Written task: Quote precisely the final stretch of the listing: start at the line containing "One point for each instance of the lichen" and stop after the last line.

Given entries:
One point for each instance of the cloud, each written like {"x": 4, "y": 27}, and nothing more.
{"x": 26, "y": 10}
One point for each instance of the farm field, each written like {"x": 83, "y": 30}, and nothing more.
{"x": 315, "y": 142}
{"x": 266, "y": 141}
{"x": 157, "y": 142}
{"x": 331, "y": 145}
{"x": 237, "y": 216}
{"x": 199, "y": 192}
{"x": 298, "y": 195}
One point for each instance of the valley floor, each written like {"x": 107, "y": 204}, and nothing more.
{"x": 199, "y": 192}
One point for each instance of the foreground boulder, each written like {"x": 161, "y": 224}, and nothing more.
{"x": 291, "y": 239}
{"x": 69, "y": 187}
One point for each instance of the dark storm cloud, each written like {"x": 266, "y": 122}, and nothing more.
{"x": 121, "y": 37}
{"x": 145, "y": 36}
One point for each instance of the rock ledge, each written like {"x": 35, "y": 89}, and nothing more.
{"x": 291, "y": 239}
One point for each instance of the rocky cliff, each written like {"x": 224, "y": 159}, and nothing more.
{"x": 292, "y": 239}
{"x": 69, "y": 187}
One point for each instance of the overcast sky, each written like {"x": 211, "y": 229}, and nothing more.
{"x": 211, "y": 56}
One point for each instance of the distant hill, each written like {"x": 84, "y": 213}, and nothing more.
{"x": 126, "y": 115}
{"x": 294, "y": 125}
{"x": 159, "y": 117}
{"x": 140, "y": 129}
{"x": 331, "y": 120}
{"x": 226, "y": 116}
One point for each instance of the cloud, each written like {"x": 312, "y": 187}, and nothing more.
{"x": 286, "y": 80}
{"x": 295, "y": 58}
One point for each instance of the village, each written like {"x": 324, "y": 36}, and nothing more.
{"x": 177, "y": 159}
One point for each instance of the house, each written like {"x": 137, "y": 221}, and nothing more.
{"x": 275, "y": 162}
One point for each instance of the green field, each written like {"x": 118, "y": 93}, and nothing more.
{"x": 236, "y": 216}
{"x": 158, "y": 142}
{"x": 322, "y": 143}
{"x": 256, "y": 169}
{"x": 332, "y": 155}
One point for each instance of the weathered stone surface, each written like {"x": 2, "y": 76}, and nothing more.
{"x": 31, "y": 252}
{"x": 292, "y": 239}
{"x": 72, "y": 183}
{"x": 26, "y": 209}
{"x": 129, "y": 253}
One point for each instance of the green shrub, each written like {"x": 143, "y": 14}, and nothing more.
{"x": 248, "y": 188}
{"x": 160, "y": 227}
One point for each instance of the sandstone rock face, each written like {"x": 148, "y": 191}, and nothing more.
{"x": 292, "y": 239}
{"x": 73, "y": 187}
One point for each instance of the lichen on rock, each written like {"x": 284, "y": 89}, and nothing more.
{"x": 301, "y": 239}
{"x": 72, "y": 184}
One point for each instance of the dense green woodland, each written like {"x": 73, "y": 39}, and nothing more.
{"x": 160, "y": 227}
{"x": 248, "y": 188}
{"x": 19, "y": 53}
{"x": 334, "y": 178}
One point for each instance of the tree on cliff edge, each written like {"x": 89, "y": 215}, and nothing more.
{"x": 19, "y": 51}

Reply to the exercise:
One point for each instance of the lichen on rock, each written like {"x": 284, "y": 89}, and nothing more.
{"x": 301, "y": 239}
{"x": 72, "y": 184}
One point for each instance of the dense green woodland, each written like {"x": 73, "y": 39}, and nothing more.
{"x": 160, "y": 227}
{"x": 248, "y": 188}
{"x": 19, "y": 53}
{"x": 334, "y": 178}
One point for each instance of the tree on cliff edge, each written like {"x": 89, "y": 215}, and nothing more.
{"x": 19, "y": 51}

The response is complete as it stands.